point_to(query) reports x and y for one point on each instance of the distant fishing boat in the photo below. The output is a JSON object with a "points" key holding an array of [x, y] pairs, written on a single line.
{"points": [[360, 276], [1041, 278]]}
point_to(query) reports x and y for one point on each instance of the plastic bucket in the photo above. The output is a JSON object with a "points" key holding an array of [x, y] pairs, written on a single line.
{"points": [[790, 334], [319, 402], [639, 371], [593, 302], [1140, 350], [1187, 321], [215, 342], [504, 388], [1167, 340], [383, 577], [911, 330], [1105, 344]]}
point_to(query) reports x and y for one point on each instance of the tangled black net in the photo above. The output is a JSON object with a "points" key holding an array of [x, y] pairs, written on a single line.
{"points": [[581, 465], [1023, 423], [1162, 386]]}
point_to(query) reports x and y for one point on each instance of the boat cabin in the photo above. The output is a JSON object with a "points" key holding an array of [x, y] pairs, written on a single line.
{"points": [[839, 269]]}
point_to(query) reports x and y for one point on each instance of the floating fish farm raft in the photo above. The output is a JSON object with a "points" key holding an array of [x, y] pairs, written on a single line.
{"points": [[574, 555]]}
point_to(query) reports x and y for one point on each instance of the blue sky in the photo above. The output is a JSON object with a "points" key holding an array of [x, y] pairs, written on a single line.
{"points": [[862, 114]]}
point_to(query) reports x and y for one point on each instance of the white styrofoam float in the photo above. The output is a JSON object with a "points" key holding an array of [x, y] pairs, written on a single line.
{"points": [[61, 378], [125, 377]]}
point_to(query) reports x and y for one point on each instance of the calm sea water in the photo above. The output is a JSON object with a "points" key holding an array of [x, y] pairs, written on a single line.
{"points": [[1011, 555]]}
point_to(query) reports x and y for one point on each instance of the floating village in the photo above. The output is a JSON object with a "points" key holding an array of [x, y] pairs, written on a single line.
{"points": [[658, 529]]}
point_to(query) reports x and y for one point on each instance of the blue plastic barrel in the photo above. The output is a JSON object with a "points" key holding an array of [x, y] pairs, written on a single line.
_ _ _ _
Using the entries above, print each one again without any alteration.

Answer space
point_to(query) reports x and y for one point on each instance of the distant fishing boat in the photo below. The output is a JSON object with a "points" key holding an array of [x, y] pairs, written on a single line.
{"points": [[360, 276], [1041, 278]]}
point_to(query) reports x and y for one point on each instance of the plastic bucket in the photo above. The output is a JSON object with a "points" key holding an array of [x, y] pairs, written on a single line.
{"points": [[790, 334], [319, 402], [639, 371], [593, 302], [1140, 350], [1187, 321], [215, 342], [504, 388], [1167, 340], [383, 577], [911, 330], [1105, 344]]}
point_to(query) reports x and y for one point on each instance of the tangled black net in the photo above. The output is a JSON object with a "points" key holding an array of [x, y] pairs, written on a single line.
{"points": [[581, 465], [1023, 423], [1162, 386]]}
point_to(query) reports x and y for one point on each instance of the boat cabin in the photo above. The output is a JSON object with a "points" key holding an array of [x, y] pairs, written on a single line.
{"points": [[839, 269]]}
point_to(query) reports x and y for one point on each instance of the floating fish farm raft in the photo above. The output is a JSON object with a "points" key holding an array of [x, y] pairs, written on a single line.
{"points": [[574, 555]]}
point_to(query) reports x and y for one point on each instance of the blue sky in the photo above. The output is a JSON object with a "points" key holding an array of [x, y] pairs, written on a single line.
{"points": [[862, 114]]}
point_to(query) reports x and y for one point on each instance of the white styrofoam float in the photo above. The output is a JSON object with a "points" key holding an array of [x, y] pairs, written on a single line.
{"points": [[61, 378], [125, 377]]}
point_to(query) reports x and y for one point on each instance of the calm sea water in the photo above. The output is a JSON object with a "points" key holding an array of [x, y] pairs, written on a single line.
{"points": [[1011, 555]]}
point_to(query) reports x and y for one point on each instance of the floating village in the photo above. The output is a JSON object with a "points" key holding an array of [x, y] pairs, written on a single line.
{"points": [[658, 529]]}
point_to(query) reports x and y for one point on each instance of the blue plastic barrel in the photo above. The output is a JSON object with a "points" key holding an array of [x, y] pairs, written on a single line.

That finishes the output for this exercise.